Die Demontage von Obamacare

Medienberichten zufolge stellen in den USA allein die mehr als 30 Millionen Diabetiker eine beträchtliche Marktchance für John Hancock und Verily – also Google – dar. Nach Angaben der US-Behörde CDC hat etwa die Hälfte der Diabetiker einen ungenügenden oder keinen Lebensversicherungsschutz. Diabetes ist die siebthäufigste Todesursache in den USA und wird jedes Jahr mehr als 1,5 Millionen Mal neu diagnostiziert.

John Hancock arbeitet aber auch mit anderen Techriesen zusammen, etwa in seinem „Vitality Program“. Seit 2019 belohnt das Unternehmen Lebensversicherungskunden für ihre Aktivitätsdaten mit der Apple Watch im vergünstigten 24-Monats-Abo. Das heißt, wer sich mehr bewegt und seine Daten mit dem Versicherer teilt, sammelt mehr Vitality Points und reduziert dadurch die monatlichen Kosten für seine Apple Watch. Faulere Kunden zahlen 25 US-Dollar pro Monat, wer regelmäßig mehr als 10.000 Schritte pro Tag sowie einen vordefinierten Kalorien-Schwellenwert von Apple Health schafft, kriegt die Uhr praktisch umsonst. Bonuspunkte sammeln ist auch mit anderen Fitnesstrackern möglich, etwa mit Modellen von Fitbit – der seit Ende 2019 zu Google gehört.

Hauptsache, die Daten fließen

Ab diesem Herbst können alle Kunden von John Hancock Vitality auch das Amazon Halo-Band mit dem Programm verknüpfen und so ihre Herzfrequenz, Schritte, Schlafdaten, Hauttemperatur und Emotionen mit dem Lebensversicherer teilen. Amazons Veröffentlichung der Funktion zur Emotionserfassung rief übrigens selbst in den USA Datenschützer auf den Plan. Das Tracking-Armband hat ein eingebautes Mikrofon, das die Stimme des Trägers beim Sprechen analysieren und so Emotionen erkennen soll.

**Aufgabe A**
Gib aus dem Text über John Hancock alles von „Die Demontage von“ bis hinunter zu „Mal neu diagnostiziert.“ erneut wieder und setze dabei „Diabetespatienten“ an die Stelle von „Diabetiker“.
**Aufgabe B**
Wie viel zahlen laut dem Text über John Hancock weniger aktive Kunden monatlich für die Apple Watch?
**Aufgabe C**
Welche Daten können Kunden laut dem Text über John Hancock über das Amazon Halo-Band mit dem Lebensversicherer teilen? Nenne alle.

**Aufgeführte Einträge**
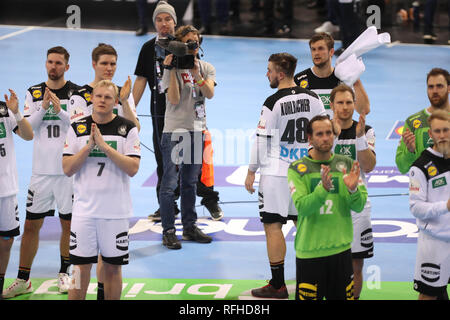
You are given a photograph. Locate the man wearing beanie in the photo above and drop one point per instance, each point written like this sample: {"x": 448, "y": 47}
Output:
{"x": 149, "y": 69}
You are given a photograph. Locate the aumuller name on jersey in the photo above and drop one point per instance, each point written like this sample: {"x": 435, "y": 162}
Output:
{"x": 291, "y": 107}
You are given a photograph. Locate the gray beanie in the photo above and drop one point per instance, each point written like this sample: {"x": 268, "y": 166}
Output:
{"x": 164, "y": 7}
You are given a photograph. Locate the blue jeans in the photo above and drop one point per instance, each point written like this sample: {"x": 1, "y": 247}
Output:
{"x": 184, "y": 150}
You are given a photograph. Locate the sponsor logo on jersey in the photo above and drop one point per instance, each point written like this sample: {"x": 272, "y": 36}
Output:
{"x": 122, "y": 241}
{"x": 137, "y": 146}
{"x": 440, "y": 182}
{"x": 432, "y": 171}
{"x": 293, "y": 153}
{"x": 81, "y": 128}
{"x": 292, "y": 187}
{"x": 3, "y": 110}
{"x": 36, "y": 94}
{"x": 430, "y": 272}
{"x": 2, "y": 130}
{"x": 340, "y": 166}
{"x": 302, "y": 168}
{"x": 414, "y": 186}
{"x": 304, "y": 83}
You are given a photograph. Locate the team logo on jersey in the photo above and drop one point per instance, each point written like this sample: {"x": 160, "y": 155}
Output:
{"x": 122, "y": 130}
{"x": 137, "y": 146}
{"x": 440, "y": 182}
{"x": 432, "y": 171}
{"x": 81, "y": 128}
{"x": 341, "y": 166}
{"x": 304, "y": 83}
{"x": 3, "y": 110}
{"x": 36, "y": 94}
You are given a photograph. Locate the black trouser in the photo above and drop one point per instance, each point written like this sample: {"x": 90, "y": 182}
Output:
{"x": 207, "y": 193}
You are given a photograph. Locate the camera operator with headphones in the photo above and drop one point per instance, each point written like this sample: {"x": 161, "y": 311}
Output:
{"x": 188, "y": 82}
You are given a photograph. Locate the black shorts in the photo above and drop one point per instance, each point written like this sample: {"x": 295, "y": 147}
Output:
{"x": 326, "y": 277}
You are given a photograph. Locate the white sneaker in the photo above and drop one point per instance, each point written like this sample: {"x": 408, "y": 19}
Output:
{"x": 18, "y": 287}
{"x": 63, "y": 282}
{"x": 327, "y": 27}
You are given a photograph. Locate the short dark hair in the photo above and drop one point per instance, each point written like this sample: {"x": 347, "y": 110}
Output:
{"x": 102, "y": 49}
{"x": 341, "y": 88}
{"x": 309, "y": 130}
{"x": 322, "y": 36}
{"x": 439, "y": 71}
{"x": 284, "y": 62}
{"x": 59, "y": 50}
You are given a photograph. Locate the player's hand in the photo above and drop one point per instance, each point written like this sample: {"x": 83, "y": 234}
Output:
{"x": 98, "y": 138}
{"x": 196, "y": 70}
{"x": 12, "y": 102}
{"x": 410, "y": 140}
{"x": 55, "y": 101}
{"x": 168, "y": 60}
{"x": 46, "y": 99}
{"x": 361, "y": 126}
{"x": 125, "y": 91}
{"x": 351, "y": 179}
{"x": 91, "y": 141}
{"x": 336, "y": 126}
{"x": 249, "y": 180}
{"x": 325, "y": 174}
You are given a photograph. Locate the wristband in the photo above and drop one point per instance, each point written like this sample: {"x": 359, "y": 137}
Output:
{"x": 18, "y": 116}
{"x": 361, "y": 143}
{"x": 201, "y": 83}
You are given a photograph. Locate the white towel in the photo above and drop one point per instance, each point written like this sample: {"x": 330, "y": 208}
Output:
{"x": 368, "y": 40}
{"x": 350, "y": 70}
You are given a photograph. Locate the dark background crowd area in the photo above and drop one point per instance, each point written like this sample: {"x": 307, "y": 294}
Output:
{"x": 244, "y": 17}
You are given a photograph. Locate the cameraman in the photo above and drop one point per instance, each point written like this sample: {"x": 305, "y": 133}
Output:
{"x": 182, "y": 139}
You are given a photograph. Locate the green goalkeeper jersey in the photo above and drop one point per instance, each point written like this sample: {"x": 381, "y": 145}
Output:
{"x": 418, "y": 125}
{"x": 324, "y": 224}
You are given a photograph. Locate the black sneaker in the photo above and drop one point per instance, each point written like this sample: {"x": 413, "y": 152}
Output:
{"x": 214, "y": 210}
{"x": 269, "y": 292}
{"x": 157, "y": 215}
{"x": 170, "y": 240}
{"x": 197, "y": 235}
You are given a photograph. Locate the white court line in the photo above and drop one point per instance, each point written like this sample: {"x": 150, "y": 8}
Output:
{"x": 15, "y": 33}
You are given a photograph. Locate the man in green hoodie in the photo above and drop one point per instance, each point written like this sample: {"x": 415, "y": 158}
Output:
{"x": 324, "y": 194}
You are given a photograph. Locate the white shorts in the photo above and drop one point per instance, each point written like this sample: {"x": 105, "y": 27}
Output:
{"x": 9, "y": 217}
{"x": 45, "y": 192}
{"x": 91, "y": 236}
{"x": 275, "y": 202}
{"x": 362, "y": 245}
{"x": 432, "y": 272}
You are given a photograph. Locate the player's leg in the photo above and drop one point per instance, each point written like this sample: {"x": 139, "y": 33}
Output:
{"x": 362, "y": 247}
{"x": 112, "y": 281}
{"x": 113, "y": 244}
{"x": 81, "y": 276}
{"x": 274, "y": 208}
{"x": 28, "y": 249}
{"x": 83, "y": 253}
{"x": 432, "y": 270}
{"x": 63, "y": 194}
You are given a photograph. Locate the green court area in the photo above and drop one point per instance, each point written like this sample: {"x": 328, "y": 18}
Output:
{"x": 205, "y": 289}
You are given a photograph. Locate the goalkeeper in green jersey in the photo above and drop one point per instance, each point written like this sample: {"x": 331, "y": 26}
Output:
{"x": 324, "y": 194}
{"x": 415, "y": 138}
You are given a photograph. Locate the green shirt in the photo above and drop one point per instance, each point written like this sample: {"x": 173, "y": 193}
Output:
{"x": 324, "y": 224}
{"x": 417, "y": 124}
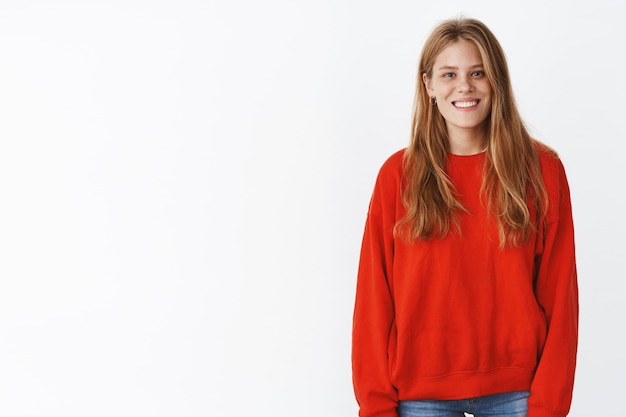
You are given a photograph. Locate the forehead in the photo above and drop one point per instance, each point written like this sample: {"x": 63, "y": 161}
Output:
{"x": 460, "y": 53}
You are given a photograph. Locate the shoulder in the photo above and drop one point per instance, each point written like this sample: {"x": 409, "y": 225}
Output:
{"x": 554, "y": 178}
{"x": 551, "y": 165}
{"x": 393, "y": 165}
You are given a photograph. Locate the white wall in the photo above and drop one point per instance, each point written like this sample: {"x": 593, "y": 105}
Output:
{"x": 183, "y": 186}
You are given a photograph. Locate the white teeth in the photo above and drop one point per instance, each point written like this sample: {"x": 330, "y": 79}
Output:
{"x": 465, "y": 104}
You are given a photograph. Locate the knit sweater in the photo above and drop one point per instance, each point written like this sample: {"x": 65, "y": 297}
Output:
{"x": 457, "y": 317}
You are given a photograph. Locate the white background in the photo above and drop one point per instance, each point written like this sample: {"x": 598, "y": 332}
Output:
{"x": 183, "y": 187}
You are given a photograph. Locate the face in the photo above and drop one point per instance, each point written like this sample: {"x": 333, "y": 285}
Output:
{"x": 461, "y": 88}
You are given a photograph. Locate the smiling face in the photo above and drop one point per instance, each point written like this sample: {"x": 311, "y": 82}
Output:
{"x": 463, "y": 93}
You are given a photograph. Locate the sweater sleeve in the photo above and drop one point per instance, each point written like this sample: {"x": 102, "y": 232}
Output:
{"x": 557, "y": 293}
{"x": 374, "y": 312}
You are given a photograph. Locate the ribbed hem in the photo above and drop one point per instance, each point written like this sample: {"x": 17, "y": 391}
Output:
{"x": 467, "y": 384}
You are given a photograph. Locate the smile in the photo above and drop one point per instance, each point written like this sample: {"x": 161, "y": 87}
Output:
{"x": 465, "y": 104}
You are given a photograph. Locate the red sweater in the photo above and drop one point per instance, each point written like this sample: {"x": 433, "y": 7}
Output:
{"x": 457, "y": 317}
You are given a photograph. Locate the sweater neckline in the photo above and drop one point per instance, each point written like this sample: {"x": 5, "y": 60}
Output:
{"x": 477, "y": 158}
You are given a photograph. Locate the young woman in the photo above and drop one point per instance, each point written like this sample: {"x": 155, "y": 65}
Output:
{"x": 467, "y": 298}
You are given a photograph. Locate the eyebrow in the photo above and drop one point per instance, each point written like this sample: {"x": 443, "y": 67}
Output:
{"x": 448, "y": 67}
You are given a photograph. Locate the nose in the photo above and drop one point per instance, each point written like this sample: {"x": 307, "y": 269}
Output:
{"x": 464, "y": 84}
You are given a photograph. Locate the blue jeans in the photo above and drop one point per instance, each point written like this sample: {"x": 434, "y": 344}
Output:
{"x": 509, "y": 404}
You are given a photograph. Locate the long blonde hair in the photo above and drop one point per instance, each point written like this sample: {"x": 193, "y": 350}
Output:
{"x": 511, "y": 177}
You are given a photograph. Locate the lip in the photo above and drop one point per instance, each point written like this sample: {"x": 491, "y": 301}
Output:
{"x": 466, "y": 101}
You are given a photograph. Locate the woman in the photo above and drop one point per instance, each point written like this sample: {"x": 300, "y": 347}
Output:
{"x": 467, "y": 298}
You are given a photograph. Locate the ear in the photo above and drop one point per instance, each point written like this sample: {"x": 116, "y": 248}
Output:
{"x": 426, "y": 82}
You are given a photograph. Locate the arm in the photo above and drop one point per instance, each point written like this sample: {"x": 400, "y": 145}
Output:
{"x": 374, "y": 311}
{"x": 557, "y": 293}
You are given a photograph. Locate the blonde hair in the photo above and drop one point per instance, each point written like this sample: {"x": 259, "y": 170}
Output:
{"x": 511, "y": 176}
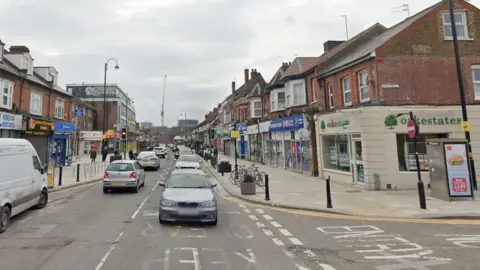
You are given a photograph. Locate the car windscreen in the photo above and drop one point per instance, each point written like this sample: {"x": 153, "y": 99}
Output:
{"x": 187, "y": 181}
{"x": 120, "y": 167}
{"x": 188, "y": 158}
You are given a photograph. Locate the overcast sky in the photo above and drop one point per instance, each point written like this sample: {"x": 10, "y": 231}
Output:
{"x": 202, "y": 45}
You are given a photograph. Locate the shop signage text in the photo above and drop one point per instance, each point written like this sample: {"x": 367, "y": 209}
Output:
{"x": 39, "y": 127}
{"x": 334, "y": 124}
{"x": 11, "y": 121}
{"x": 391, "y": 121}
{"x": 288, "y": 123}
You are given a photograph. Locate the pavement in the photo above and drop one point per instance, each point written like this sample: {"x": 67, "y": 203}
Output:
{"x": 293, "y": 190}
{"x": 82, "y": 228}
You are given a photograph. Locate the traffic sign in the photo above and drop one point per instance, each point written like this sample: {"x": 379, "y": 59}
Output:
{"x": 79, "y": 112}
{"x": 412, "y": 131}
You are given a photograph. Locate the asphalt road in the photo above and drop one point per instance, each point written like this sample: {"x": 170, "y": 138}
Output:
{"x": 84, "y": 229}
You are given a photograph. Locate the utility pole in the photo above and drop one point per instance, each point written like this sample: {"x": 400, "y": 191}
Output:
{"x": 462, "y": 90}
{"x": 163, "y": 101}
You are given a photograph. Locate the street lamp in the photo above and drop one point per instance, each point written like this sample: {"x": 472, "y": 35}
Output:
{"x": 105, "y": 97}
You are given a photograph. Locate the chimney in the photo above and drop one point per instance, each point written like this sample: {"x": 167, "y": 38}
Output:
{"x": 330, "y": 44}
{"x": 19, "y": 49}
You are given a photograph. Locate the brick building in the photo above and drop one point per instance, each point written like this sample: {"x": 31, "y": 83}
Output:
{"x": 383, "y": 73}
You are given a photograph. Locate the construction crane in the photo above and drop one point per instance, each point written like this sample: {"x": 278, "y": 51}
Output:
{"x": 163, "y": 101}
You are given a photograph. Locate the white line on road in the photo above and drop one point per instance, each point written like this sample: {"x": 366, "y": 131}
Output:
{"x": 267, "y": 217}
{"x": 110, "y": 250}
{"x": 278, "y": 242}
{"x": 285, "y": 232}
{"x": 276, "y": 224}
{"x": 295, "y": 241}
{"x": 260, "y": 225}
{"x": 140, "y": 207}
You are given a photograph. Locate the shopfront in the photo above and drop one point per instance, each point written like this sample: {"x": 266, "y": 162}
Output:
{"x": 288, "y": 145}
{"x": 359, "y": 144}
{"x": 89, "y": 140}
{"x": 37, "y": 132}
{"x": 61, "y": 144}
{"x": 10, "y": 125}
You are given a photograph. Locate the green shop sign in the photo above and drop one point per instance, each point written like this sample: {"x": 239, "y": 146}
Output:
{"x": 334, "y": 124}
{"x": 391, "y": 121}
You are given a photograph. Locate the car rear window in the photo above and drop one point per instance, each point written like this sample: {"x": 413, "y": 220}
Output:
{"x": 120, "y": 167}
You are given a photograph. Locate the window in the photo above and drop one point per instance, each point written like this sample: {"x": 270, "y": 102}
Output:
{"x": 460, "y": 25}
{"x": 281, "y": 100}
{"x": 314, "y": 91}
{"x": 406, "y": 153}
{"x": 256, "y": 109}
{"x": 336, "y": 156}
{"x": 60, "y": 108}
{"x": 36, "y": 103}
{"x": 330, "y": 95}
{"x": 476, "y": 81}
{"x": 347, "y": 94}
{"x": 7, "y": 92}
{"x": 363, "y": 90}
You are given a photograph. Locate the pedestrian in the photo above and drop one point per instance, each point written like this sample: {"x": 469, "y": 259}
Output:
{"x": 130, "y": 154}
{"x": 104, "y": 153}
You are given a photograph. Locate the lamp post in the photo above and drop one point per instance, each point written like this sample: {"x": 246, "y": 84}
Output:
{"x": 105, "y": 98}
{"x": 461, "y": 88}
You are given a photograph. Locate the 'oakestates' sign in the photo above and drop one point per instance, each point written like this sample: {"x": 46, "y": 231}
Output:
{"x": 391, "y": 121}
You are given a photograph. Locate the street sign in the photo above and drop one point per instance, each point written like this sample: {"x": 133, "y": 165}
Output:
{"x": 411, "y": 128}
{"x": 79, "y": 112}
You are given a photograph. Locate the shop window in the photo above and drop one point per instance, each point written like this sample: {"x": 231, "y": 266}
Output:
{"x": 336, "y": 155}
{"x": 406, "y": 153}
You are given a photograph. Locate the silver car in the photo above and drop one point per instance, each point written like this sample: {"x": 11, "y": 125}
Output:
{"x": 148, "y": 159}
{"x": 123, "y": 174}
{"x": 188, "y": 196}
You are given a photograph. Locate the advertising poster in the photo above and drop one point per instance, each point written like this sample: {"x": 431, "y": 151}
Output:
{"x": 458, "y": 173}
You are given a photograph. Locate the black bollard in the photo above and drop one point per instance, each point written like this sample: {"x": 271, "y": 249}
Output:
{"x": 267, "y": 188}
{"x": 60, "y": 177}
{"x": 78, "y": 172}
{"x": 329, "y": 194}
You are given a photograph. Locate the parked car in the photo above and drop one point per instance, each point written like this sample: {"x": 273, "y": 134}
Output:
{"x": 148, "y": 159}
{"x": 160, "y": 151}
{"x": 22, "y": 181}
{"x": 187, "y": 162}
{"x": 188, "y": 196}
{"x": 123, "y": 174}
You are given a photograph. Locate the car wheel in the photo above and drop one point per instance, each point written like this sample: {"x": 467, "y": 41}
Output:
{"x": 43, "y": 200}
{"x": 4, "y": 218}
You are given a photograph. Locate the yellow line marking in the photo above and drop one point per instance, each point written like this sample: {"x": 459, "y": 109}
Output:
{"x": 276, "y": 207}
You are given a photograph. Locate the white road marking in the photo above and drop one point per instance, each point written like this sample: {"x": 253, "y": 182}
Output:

**Antwortbereich A**
Die Demontage von Obamacare

Medienberichten zufolge stellen in den USA allein die mehr als 30 Millionen Diabetespatienten eine beträchtliche Marktchance für John Hancock und Verily – also Google – dar. Nach Angaben der US-Behörde CDC hat etwa die Hälfte der Diabetespatienten einen ungenügenden oder keinen Lebensversicherungsschutz. Diabetes ist die siebthäufigste Todesursache in den USA und wird jedes Jahr mehr als 1,5 Millionen Mal neu diagnostiziert.

**Antwortbereich B**
25 US-Dollar pro Monat

**Antwortbereich C**
Herzfrequenz, Schritte, Schlafdaten, Hauttemperatur, Emotionen